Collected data
______
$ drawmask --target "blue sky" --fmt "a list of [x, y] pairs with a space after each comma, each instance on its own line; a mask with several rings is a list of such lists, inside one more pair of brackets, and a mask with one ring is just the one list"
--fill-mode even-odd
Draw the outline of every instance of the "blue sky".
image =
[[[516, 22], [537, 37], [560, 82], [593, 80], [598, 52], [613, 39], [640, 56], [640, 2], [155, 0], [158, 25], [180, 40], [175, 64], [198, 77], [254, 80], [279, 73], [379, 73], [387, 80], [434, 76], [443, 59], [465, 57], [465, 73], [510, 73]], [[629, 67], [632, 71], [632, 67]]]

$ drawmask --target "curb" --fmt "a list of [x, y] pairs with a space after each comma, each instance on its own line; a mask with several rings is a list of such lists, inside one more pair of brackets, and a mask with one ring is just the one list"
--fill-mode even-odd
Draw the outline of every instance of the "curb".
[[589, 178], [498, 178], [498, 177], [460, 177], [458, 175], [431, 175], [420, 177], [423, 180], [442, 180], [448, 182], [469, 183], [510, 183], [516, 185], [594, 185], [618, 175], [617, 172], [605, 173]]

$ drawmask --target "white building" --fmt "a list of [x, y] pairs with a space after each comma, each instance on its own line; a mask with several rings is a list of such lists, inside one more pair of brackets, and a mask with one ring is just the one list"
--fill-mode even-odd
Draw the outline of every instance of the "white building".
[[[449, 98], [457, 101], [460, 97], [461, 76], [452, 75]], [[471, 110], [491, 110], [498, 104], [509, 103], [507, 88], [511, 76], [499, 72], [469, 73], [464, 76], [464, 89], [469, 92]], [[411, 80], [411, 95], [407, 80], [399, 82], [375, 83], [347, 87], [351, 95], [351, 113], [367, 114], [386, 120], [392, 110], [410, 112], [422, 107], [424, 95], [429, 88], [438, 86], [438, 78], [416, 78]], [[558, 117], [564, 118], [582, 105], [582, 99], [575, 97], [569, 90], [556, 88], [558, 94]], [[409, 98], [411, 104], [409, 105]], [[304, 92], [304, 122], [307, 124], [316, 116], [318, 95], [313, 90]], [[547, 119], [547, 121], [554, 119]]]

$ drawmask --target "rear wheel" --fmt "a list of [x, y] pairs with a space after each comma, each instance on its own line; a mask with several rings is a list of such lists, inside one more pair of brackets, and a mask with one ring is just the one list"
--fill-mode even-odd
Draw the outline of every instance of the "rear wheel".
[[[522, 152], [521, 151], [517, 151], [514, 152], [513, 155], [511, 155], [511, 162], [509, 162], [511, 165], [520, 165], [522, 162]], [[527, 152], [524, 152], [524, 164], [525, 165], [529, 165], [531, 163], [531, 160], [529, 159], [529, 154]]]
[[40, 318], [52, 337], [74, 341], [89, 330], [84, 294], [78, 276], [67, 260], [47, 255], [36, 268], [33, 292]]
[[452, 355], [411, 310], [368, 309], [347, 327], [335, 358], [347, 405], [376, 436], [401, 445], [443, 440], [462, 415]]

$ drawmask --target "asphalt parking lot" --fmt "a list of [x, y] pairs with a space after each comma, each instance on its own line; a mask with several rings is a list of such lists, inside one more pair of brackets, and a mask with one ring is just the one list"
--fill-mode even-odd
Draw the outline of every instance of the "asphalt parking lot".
______
For this task, print the records again exactly as they appear.

> Completed task
$ drawmask --target "blue sky" --fmt "a list of [x, y] pairs with a space after each comma, each instance on its own line; a mask with several rings is a list of such lists, inside one more pair of brackets, and a mask with one ring is just the one list"
--fill-mode even-odd
Draw the outline of every instance of the "blue sky".
image =
[[[516, 22], [537, 37], [560, 82], [593, 80], [598, 52], [613, 39], [640, 56], [640, 2], [155, 0], [158, 25], [180, 40], [175, 64], [198, 77], [254, 80], [279, 73], [379, 73], [387, 80], [434, 76], [443, 59], [465, 57], [465, 73], [510, 73]], [[629, 67], [632, 71], [632, 67]]]

$ drawmask --target "curb" --fmt "a list of [x, y] pairs with a space after each comma, each instance on its own line; a mask with several rings is a list of such lists, inside one more pair of brackets, and a mask with one ring is just the one list"
--fill-mode even-odd
Draw the outline of every instance of the "curb".
[[589, 178], [498, 178], [498, 177], [460, 177], [458, 175], [431, 175], [420, 177], [423, 180], [442, 180], [448, 182], [469, 183], [510, 183], [516, 185], [594, 185], [618, 175], [617, 172], [605, 173]]

$ drawmask --target "white building" --fmt "a list of [x, y] pairs with a space after each comma, each instance on its own line; a mask with several rings is a list of such lists, inside one more pair of brackets, and a mask with one ring is just the one list"
--fill-mode even-odd
Draw the outline of every instance of the "white building".
[[[449, 98], [457, 101], [460, 97], [461, 76], [452, 75]], [[471, 110], [491, 110], [498, 104], [509, 103], [507, 88], [511, 76], [499, 72], [469, 73], [464, 76], [464, 89], [469, 92]], [[411, 80], [411, 95], [407, 80], [399, 82], [375, 83], [347, 87], [351, 95], [351, 113], [367, 114], [386, 120], [392, 110], [410, 112], [422, 107], [424, 95], [429, 88], [438, 86], [438, 78], [416, 78]], [[558, 117], [564, 118], [582, 105], [582, 99], [575, 97], [569, 90], [556, 88], [558, 94]], [[409, 98], [411, 104], [409, 105]], [[304, 92], [304, 122], [307, 124], [316, 116], [318, 95], [313, 90]], [[547, 119], [547, 121], [554, 119]]]

$ drawmask --target "rear wheel" --fmt "a list of [x, y] pairs with a space after each comma, each instance on its own line; a mask with several rings is a list of such lists, inside one more pair of brackets, and a mask with one ring is just the one list"
--fill-mode even-odd
Draw the outline of every instance of the "rear wheel".
[[[522, 152], [521, 151], [517, 151], [514, 152], [513, 155], [511, 155], [511, 162], [509, 162], [511, 165], [520, 165], [522, 162]], [[527, 152], [524, 152], [524, 164], [525, 165], [529, 165], [531, 163], [531, 160], [529, 159], [529, 154]]]
[[40, 318], [52, 337], [74, 341], [89, 330], [84, 294], [78, 276], [67, 260], [47, 255], [36, 268], [33, 292]]
[[452, 355], [411, 310], [368, 309], [347, 327], [335, 358], [347, 405], [376, 436], [401, 445], [443, 440], [462, 415]]

$ drawmask --target "asphalt parking lot" --fmt "a list of [x, y] pairs with a space after each comma, each instance on its own line; a mask with several rings is a list of such lists, inside one more pair of brackets, and a mask with one ring is just the one list"
--fill-mode even-odd
Draw the outline of every instance of the "asphalt parking lot".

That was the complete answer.